» Problem to work on: Only a number is expected here: the count of lines in the data that contain "exercise".

Stored data entries
--------
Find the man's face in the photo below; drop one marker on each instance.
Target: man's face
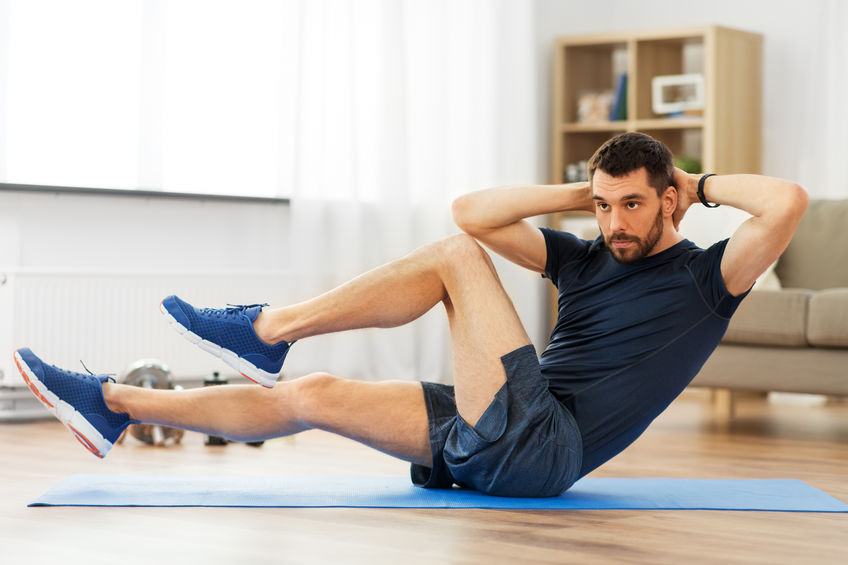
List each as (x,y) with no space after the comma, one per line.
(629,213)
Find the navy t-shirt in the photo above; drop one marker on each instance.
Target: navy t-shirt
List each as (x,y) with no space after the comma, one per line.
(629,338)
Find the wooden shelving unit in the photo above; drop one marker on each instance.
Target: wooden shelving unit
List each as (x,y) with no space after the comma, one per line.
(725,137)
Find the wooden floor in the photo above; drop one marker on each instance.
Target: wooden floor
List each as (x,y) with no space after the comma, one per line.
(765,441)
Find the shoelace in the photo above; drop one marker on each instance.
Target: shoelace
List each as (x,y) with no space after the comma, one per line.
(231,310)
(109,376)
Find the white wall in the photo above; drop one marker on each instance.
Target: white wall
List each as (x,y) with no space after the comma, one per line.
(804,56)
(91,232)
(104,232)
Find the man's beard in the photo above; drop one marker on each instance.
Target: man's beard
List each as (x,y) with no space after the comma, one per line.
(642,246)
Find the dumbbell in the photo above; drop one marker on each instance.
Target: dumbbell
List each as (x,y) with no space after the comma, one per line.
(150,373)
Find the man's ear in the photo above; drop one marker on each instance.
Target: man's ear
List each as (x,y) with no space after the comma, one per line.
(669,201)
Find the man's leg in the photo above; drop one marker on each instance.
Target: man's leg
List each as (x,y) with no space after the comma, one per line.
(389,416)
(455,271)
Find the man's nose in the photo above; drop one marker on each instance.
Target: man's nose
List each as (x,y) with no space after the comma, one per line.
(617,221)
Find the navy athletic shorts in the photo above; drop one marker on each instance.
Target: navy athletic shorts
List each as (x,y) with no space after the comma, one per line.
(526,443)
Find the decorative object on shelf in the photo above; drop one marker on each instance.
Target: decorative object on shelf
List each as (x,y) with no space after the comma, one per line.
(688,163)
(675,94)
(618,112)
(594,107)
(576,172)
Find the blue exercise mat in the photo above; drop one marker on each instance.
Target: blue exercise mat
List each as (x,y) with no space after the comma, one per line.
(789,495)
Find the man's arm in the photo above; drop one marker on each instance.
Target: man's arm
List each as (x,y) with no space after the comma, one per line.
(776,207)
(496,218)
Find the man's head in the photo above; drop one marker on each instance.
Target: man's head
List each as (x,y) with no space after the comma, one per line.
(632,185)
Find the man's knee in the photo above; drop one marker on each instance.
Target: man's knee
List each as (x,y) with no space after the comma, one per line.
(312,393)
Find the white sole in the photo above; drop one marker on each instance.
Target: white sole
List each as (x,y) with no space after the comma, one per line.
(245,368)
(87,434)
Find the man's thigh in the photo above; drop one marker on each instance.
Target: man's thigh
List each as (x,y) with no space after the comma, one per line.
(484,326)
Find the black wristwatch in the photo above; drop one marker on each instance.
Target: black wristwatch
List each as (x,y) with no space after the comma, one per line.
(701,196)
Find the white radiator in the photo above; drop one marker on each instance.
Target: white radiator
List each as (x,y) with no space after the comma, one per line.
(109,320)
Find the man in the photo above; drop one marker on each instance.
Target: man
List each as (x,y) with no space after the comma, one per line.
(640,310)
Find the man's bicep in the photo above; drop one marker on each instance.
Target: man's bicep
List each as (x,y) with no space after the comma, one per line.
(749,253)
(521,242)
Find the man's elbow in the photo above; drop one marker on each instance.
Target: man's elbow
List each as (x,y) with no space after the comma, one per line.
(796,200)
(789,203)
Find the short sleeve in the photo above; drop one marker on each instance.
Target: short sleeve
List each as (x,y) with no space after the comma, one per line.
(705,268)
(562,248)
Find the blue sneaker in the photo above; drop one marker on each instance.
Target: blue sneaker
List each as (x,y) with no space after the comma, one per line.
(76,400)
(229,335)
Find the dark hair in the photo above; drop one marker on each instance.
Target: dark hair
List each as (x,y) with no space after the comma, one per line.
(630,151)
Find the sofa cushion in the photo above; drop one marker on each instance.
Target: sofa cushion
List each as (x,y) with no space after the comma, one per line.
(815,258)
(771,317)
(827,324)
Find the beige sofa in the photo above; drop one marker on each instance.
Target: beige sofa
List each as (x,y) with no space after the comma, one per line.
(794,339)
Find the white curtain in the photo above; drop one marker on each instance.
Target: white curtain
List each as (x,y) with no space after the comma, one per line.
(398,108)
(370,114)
--------
» Written response: 2